* ACTIVITY
In the entries that follow, identify the line containing "Place a marker on the green" and return it together with all later lines, exactly as they appear.

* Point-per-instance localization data
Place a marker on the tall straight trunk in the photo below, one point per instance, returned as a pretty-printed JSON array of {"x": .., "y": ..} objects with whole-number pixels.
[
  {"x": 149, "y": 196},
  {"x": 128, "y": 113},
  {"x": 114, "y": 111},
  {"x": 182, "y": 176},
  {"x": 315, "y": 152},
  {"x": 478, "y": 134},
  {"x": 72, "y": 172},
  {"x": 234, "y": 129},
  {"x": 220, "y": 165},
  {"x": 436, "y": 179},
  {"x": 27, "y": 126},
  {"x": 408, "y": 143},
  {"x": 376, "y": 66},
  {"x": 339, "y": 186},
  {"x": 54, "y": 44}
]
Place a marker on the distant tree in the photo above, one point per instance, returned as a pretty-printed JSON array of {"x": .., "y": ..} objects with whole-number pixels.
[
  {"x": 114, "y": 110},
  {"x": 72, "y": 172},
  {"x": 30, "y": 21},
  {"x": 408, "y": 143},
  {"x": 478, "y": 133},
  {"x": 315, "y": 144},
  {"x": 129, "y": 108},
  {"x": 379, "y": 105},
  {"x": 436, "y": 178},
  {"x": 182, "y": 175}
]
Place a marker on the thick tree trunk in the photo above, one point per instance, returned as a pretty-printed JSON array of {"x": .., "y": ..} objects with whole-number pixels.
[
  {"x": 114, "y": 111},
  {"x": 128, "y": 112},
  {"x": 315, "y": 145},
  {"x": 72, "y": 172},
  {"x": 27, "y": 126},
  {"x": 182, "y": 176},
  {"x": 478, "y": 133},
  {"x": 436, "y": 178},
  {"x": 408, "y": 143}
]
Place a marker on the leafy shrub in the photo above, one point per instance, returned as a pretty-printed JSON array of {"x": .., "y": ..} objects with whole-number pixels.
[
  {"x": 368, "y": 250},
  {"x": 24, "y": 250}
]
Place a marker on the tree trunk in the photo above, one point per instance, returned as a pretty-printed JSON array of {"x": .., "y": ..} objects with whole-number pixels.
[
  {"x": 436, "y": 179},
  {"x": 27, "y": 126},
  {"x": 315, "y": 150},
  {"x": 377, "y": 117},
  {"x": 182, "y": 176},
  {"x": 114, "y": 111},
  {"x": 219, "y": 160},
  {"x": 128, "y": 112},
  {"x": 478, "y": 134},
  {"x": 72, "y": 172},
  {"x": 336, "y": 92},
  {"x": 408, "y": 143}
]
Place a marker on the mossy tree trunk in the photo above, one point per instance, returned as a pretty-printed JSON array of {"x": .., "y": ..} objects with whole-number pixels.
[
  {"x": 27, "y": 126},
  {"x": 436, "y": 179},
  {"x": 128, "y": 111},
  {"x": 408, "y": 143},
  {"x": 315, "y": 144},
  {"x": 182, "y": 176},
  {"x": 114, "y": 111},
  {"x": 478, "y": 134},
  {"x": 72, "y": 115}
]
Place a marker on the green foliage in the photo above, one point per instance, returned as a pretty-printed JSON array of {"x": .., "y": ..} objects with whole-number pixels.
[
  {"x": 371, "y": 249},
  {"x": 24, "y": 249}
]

* RESPONSE
Place a marker on the green foliage in the photo above, one point per instance, returned as a pretty-printed JSON array of {"x": .., "y": ..} objects with whole-number pixels.
[
  {"x": 371, "y": 249},
  {"x": 24, "y": 249}
]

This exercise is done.